**Task prompt:**
Reproduce everything from the line containing "Per instance of the grass" down to the line containing "(1154, 321)", both ends included, requests and all. Shift every answer coordinate by -94, and return only those lines.

Image location labeling items:
§ §

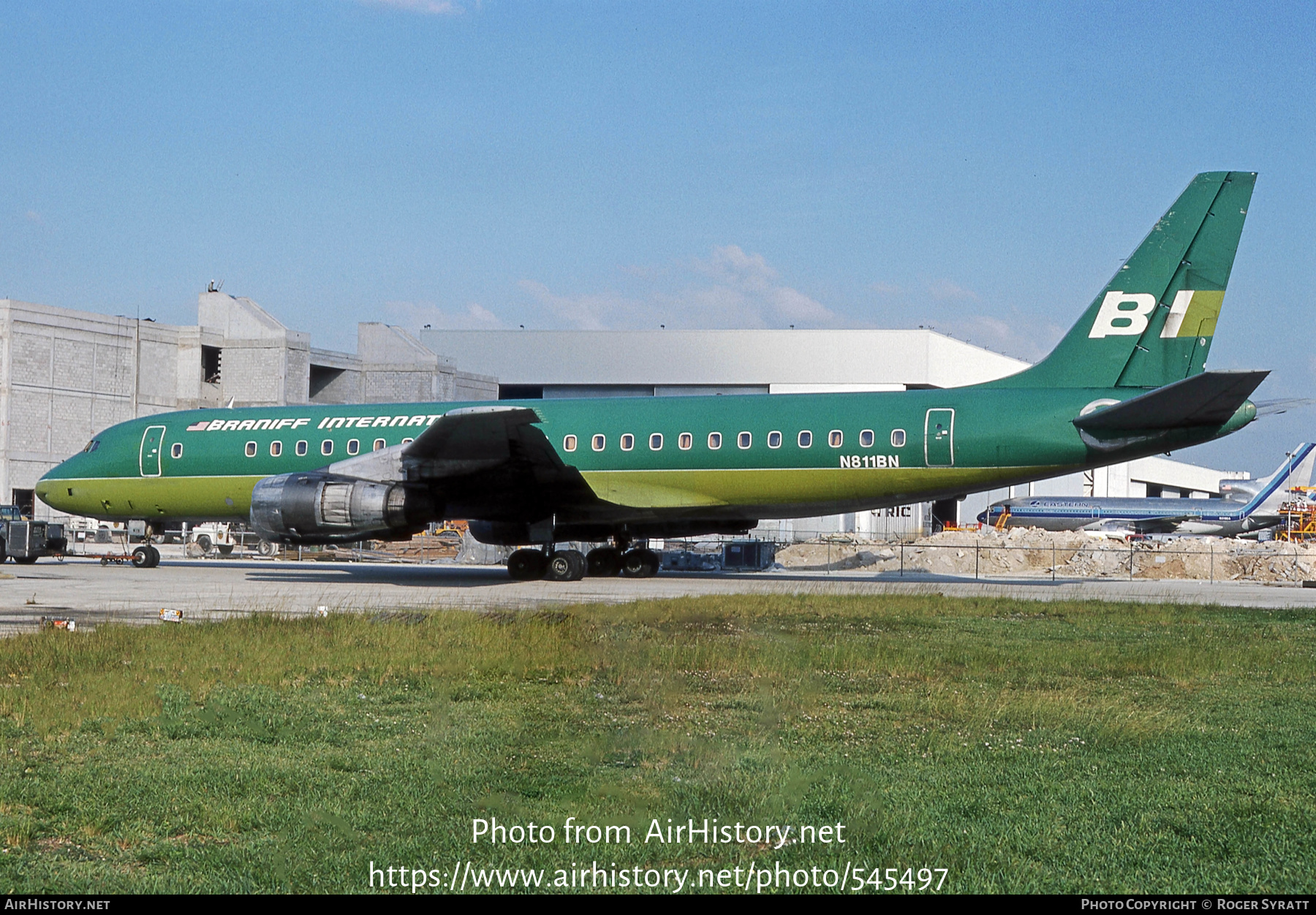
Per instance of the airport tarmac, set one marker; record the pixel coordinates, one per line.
(91, 593)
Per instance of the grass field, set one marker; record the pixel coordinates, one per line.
(1024, 747)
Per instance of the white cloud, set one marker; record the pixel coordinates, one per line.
(947, 289)
(735, 289)
(591, 312)
(427, 7)
(415, 316)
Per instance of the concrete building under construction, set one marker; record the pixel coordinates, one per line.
(66, 375)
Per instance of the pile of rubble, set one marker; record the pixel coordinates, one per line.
(1032, 553)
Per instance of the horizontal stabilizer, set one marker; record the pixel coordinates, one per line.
(1210, 398)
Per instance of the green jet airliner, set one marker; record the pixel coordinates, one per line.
(1128, 380)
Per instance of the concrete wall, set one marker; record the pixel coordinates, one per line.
(66, 375)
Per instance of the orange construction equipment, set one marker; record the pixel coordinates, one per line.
(1298, 516)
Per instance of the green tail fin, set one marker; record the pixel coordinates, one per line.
(1154, 321)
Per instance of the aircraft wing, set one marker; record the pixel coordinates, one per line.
(1164, 525)
(469, 442)
(478, 438)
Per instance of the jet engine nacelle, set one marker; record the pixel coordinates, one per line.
(327, 508)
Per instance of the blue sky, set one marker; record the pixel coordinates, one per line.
(980, 169)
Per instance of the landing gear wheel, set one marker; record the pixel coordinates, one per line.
(565, 566)
(603, 563)
(526, 564)
(640, 563)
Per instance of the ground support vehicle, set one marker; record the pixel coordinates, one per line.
(29, 541)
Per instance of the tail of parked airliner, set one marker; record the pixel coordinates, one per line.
(1153, 322)
(1273, 490)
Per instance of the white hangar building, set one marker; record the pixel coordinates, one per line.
(65, 375)
(656, 363)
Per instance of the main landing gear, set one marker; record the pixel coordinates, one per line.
(572, 566)
(146, 558)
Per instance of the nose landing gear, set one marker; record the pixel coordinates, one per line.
(146, 558)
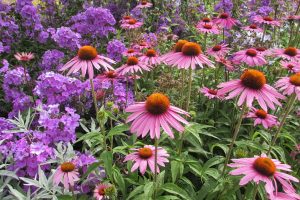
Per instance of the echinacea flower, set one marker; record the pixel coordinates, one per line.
(251, 85)
(219, 50)
(144, 4)
(291, 66)
(189, 57)
(87, 58)
(145, 156)
(208, 28)
(267, 170)
(249, 56)
(100, 191)
(67, 174)
(253, 28)
(290, 53)
(154, 113)
(133, 65)
(131, 24)
(262, 117)
(24, 56)
(210, 93)
(265, 20)
(289, 85)
(225, 21)
(151, 58)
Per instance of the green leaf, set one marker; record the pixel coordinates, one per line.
(174, 189)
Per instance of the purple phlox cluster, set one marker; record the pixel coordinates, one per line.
(57, 126)
(115, 49)
(53, 88)
(224, 6)
(51, 60)
(94, 21)
(66, 38)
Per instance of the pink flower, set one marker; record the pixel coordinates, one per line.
(249, 56)
(151, 58)
(154, 113)
(219, 50)
(251, 85)
(264, 169)
(190, 56)
(266, 20)
(86, 59)
(131, 24)
(100, 190)
(262, 117)
(289, 85)
(133, 65)
(145, 156)
(253, 28)
(293, 67)
(290, 53)
(210, 93)
(225, 21)
(208, 28)
(67, 174)
(24, 56)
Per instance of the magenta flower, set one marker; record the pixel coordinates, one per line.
(263, 169)
(219, 50)
(210, 93)
(262, 117)
(145, 156)
(86, 59)
(289, 85)
(251, 85)
(208, 28)
(290, 53)
(225, 20)
(133, 65)
(253, 28)
(266, 20)
(67, 174)
(154, 113)
(249, 56)
(190, 56)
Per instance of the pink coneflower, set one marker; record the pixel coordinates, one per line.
(225, 20)
(219, 50)
(144, 4)
(131, 52)
(210, 93)
(261, 168)
(151, 58)
(262, 117)
(266, 20)
(87, 58)
(251, 85)
(289, 85)
(67, 174)
(145, 156)
(190, 56)
(291, 66)
(154, 113)
(208, 28)
(24, 56)
(249, 56)
(131, 24)
(290, 53)
(253, 28)
(100, 191)
(227, 63)
(133, 65)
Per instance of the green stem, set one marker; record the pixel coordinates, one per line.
(235, 134)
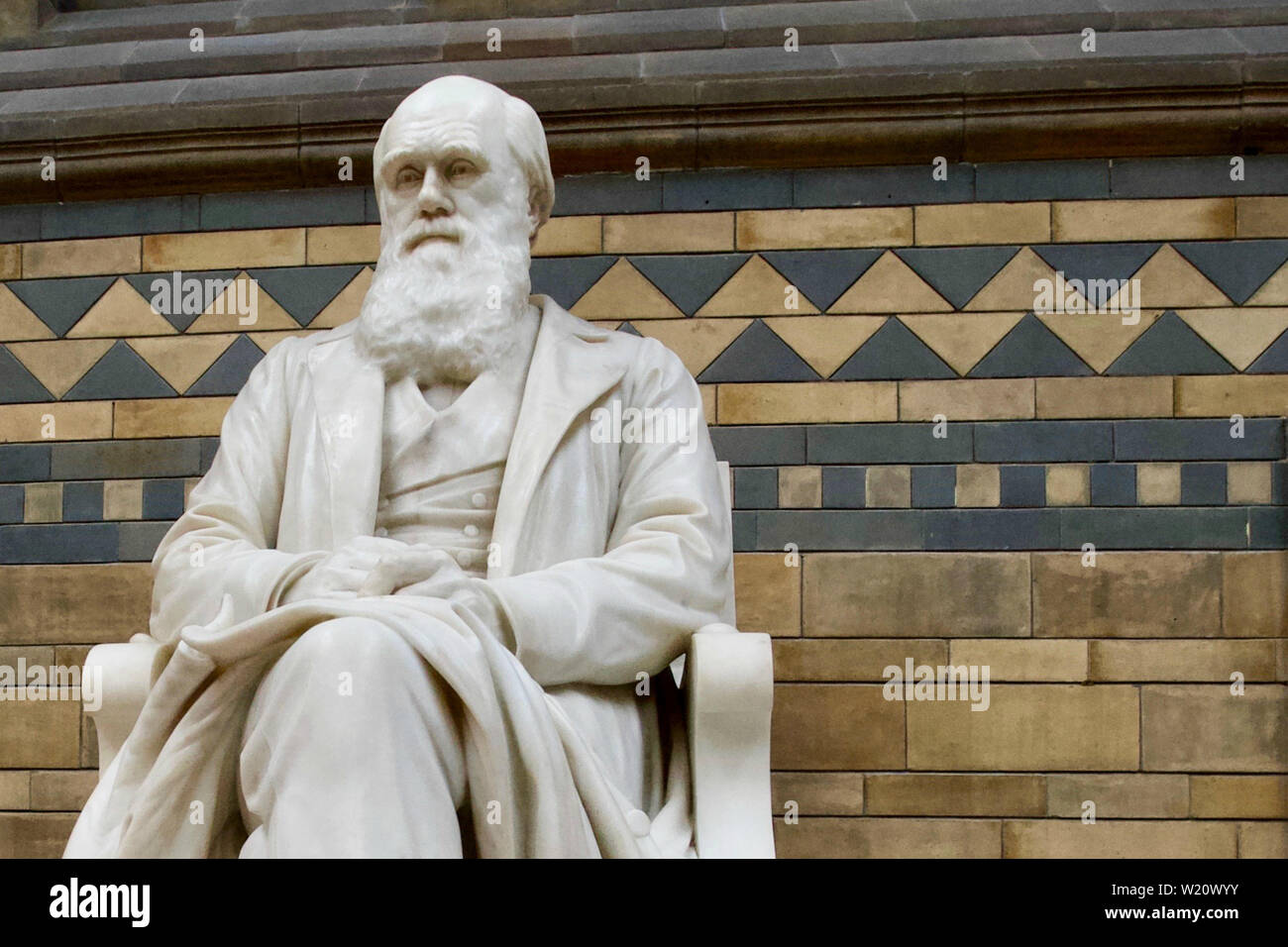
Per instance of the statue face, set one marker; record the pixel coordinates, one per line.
(449, 174)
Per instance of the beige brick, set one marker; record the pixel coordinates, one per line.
(1263, 840)
(43, 502)
(1028, 727)
(123, 500)
(40, 732)
(170, 418)
(768, 592)
(954, 793)
(35, 834)
(818, 793)
(1248, 482)
(888, 838)
(1262, 217)
(1203, 727)
(800, 487)
(837, 227)
(1068, 484)
(1052, 659)
(669, 234)
(80, 257)
(86, 420)
(807, 402)
(1183, 660)
(984, 223)
(836, 727)
(851, 659)
(1119, 795)
(966, 399)
(1158, 484)
(224, 250)
(917, 594)
(978, 484)
(570, 236)
(1239, 796)
(1104, 397)
(1126, 595)
(1222, 395)
(62, 789)
(1203, 218)
(359, 244)
(888, 486)
(1117, 839)
(55, 604)
(1254, 594)
(16, 789)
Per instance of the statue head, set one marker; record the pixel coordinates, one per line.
(463, 180)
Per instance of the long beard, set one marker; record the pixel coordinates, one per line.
(445, 316)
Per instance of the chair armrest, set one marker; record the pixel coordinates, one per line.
(729, 680)
(115, 684)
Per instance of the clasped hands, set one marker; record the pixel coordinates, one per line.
(370, 566)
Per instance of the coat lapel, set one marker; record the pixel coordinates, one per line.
(571, 368)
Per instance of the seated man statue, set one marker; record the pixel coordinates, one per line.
(425, 598)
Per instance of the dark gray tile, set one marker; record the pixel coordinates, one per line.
(1203, 484)
(1113, 484)
(58, 543)
(1022, 486)
(82, 501)
(755, 445)
(1201, 527)
(997, 530)
(1042, 180)
(888, 444)
(755, 487)
(21, 463)
(1034, 442)
(125, 459)
(1199, 440)
(841, 530)
(934, 486)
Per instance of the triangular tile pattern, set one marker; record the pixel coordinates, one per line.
(893, 354)
(230, 371)
(696, 342)
(822, 274)
(824, 342)
(120, 373)
(890, 286)
(60, 364)
(17, 384)
(1170, 347)
(304, 291)
(1030, 351)
(1237, 334)
(181, 360)
(1237, 266)
(758, 355)
(180, 308)
(690, 279)
(120, 313)
(623, 291)
(59, 303)
(957, 272)
(566, 278)
(756, 289)
(18, 322)
(961, 339)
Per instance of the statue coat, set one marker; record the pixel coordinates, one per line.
(606, 557)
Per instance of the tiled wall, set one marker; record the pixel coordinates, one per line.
(827, 339)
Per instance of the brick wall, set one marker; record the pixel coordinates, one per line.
(866, 536)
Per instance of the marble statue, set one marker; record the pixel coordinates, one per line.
(423, 603)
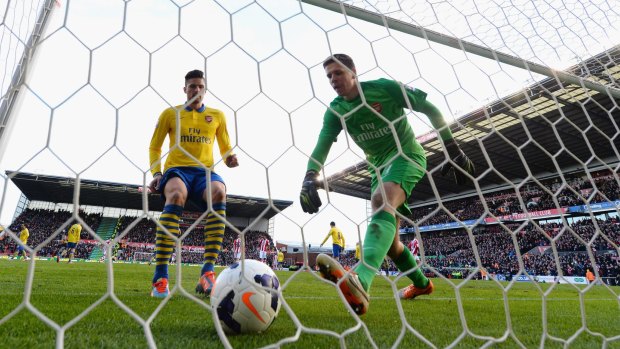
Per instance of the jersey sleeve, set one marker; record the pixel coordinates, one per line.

§ §

**Exercise response:**
Per instance of the grass field, set one marker; record the pixel coordinates, one per line.
(930, 653)
Per instance of the white cloud, set one marker; record the pixel coordinates, one per line.
(853, 195)
(641, 195)
(497, 218)
(333, -87)
(321, 222)
Per instance of the concrete building under construction, set one marker; record the pixel coordinates, one per line.
(-28, 281)
Per instance of the pile of rubble, set one marker; record the pixel coordinates, one per line.
(938, 459)
Per instance of the horizontal stabilizer, set one marker; record the pixel coordinates, one per line.
(1116, 304)
Per instance of the green jet airliner, set one marker; record the pixel coordinates, one per line.
(1034, 286)
Per instance of the concrete wall, set one marker; record the pixel coordinates, one per line.
(-28, 281)
Per instance of the orange construction equipment, set one marker; record the pixel coordinates, one per line.
(1204, 422)
Per instance of the green tail fin, set one marker; record the pixel coordinates, one per line.
(1060, 227)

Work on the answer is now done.